READING TEXT
□ □ □

Series – How to Cure Cleansing Notice Failures – Part 1: The Statutory Disclosure Regime for Public Companies, and When Cleansing Notices are Required for Particular Types of Share Issues

*This is the first in a 4-part series I am publishing to assist publicly listed companies, and those who represent them, when there has been a failure to lodge a cleansing notice or prospectus (or multiple such failures), and thus a need to seek curative Court orders. The series will explain the relevant law, and what needs to be done. I appeared at the hearing of such an application in the Federal Court in January this year, which was successful. The Court’s ex tempore reasons have not been reduced to writing and published (though there are no suppression orders). By the first 3 parts of this series I am sharing extracts drawn from my written submissions, excluding the parts specific to my case. In parts 1 and 2 I will identify the legislative provisions relevant to such applications, and provide an up-to-date distillation of the applicable principles from the authorities. The series in part 3 will be illustrative, providing case summaries of recent and/or useful reported cases where public companies have failed to lodge cleansing notices. In the final part of the series, I will run through the steps that should swiftly be taken at an early stage, to successfully achieve the orders needed. My thanks and due credit for the success of our recent application goes to my high calibre instructing solicitors, Emma Cook (corporate) and Scott Guthrie (litigation), partners with Thomson Geer in Brisbane.

Introduction

There are two sets of legislative provisions (and ASIC instruments and class orders) and associated principles which must be considered in taking instructions and bringing a Court application to cure failures to lodge cleansing notices. The first set is Part 6D.2 of the Corporations Act 2001 (Cth) (Corporations Act or Act). The second is ss 1322(4) and (6) in Part 9.5 of the Act, s 1322 being a provision which empowers the Court to cure irregularities.

This part 1 of the series provides an overview relevantly of the first set – the statutory framework of the disclosure regime for public companies, including as to when cleansing notice may be required for different types of shares issues.

It should be noted that a failure by the company to observe its disclosure obligations has ramifications for shareholders of the affected shares for the next 12 months. This is both as to the validity of on-sale transactions involving affected shares, and as to the exposure of on-selling shareholders themselves to liability for civil penalties. This is so even though the original disclosure failure was that of the company, and shareholders on-selling the affected shares are likely to have assumed in good faith that the company’s share issue had been properly compliant. It follows from these ramifications for shareholders that trading in shares of such companies should be suspended upon discovery of such a problem, and curative orders are needed. The speed and manner in which key actions should be taken will be discussed in the final part of this series (part 4).

□ □ □

STORED ROWS
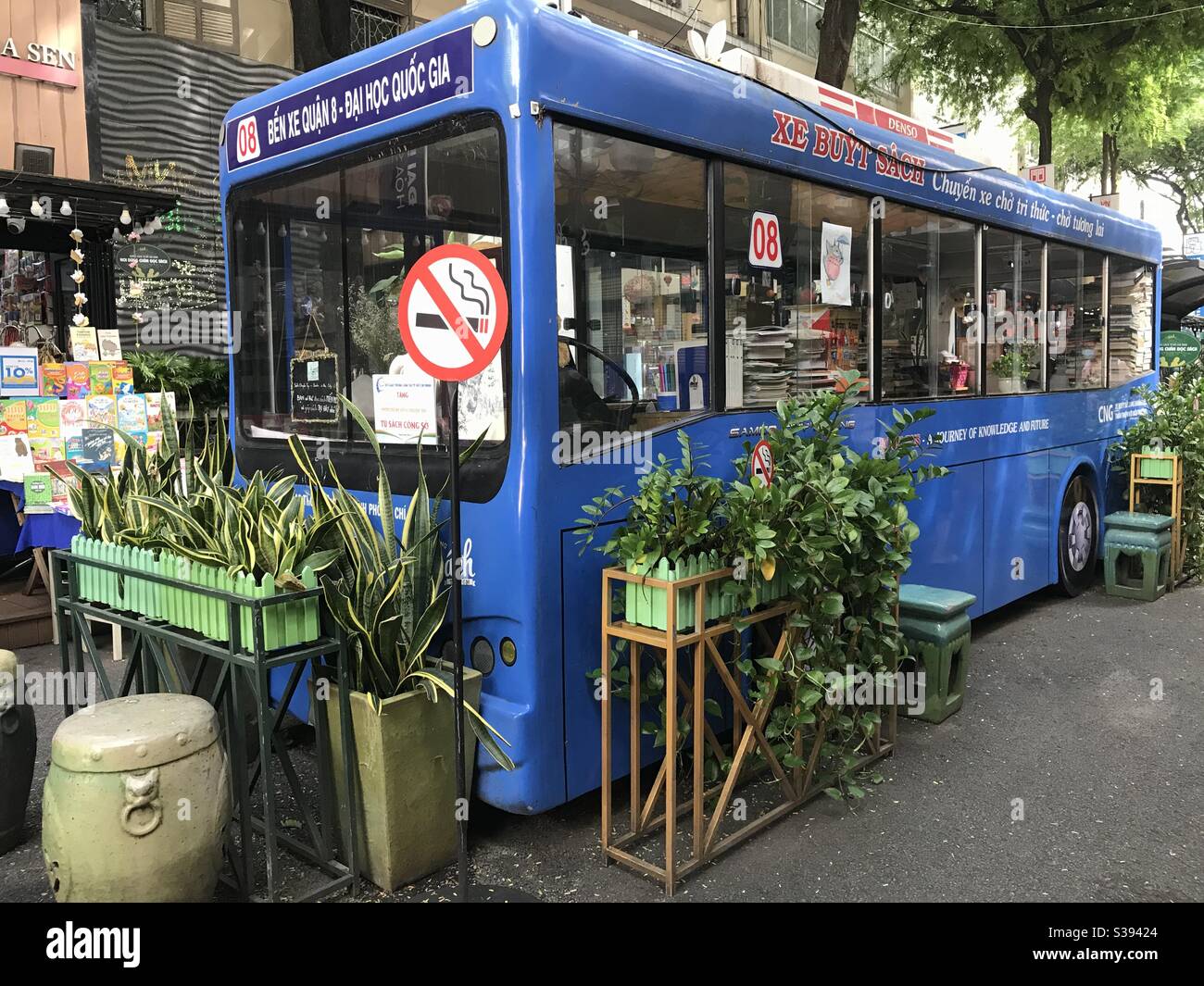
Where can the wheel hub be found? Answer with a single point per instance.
(1079, 537)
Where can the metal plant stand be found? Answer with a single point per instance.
(240, 685)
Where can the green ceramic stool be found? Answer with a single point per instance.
(1136, 555)
(937, 630)
(136, 802)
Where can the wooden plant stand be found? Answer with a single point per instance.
(703, 657)
(1175, 481)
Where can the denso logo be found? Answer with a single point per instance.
(903, 127)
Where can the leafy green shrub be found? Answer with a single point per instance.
(672, 513)
(834, 525)
(1174, 423)
(842, 540)
(197, 381)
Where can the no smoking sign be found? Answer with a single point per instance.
(762, 461)
(453, 312)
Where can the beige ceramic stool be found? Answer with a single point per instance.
(136, 802)
(19, 746)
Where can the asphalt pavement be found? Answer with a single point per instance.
(1060, 720)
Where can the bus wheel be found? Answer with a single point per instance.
(1078, 533)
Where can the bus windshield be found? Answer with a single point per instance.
(318, 257)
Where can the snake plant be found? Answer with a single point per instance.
(385, 590)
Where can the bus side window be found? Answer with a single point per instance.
(631, 235)
(796, 259)
(1076, 297)
(930, 339)
(1130, 319)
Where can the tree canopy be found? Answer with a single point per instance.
(1088, 59)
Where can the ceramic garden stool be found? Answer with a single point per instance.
(937, 630)
(136, 802)
(19, 746)
(1132, 538)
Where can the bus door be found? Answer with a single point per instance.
(633, 365)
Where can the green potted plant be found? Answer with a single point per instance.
(672, 531)
(1012, 366)
(386, 593)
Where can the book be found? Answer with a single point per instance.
(72, 417)
(43, 417)
(101, 378)
(39, 493)
(108, 341)
(79, 380)
(13, 417)
(132, 413)
(123, 378)
(55, 380)
(97, 449)
(46, 450)
(155, 411)
(101, 411)
(83, 343)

□ □ □

EXERCISE
Can you restate everything from "There are two" down to "of shares issues." in the piece on cleansing notice failures, updating "public companies" to "listed companies"?

THE OUTPUT
There are two sets of legislative provisions (and ASIC instruments and class orders) and associated principles which must be considered in taking instructions and bringing a Court application to cure failures to lodge cleansing notices. The first set is Part 6D.2 of the Corporations Act 2001 (Cth) (Corporations Act or Act). The second is ss 1322(4) and (6) in Part 9.5 of the Act, s 1322 being a provision which empowers the Court to cure irregularities.

This part 1 of the series provides an overview relevantly of the first set – the statutory framework of the disclosure regime for listed companies, including as to when cleansing notice may be required for different types of shares issues.